++++ TEXTO DE LECTURA

Los amigos le miramos con extrañeza, claro. Incluso hemos creado un grupo de whatsapp para hablar de él a escondidas. ¿Qué le pasa a Jon?, ¿alguien lo sabe? Le tenemos por un irresponsable, un excéntrico, un Houellebecq de Mercadona. Nos preocupa su hijo, tememos que vaya a criarse en un entorno urbano como… bueno, como nosotros.

Desde hace unos meses intentamos por todos los medios que entre en razón. ¿Qué harás si viene otra pandemia? Mejor dicho: ¿qué harás cuando venga? Le mandamos una entrevista con Rafael Bengoa, que fue asesor de Obama para el Obamacare. Si no le crees a él, ¿a quién vas a creer? Dice que esto de la COVID no es más que un ensayo general, el prólogo de una era de pandemias. ¿Qué harás, Jon, cuando venga la siguiente? ¿Qué pintas en Arganzuela, encerrado en un piso de 60 metros cuadrados con un niño pequeño? ¡Te vas a quedar Jack Torrance!, le advertimos, y le mandamos el gif del hacha contra la puerta, ja, ja, ja.

++++++++

§ ENUNCIADO 1
Copia sin cambios el pasaje del texto de lectura desde "Los amigos le" hasta "bueno, como nosotros.".
§ ENUNCIADO 2
Según el texto de lectura, ¿de quién fue asesor Rafael Bengoa?

++++ FILAS PROPORCIONADAS

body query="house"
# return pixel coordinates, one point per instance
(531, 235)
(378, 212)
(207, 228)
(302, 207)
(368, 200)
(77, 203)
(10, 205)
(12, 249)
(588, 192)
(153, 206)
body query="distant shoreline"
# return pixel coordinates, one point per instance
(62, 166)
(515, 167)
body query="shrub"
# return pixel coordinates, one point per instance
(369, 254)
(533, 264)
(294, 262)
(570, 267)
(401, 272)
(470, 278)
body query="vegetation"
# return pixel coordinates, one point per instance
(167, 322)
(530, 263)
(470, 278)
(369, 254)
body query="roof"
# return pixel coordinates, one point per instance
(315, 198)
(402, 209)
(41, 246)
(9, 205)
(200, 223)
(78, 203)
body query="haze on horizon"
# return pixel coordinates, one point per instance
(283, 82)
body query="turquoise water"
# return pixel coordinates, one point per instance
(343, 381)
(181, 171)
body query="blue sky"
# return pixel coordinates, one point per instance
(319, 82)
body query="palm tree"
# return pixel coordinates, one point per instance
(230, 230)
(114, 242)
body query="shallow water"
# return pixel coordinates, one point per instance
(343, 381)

++++++++

§ RESPUESTA REDACTADA 1
Los amigos le miramos con extrañeza, claro. Incluso hemos creado un grupo de whatsapp para hablar de él a escondidas. ¿Qué le pasa a Jon?, ¿alguien lo sabe? Le tenemos por un irresponsable, un excéntrico, un Houellebecq de Mercadona. Nos preocupa su hijo, tememos que vaya a criarse en un entorno urbano como… bueno, como nosotros.

§ RESPUESTA REDACTADA 2
Fue asesor de Obama para el Obamacare.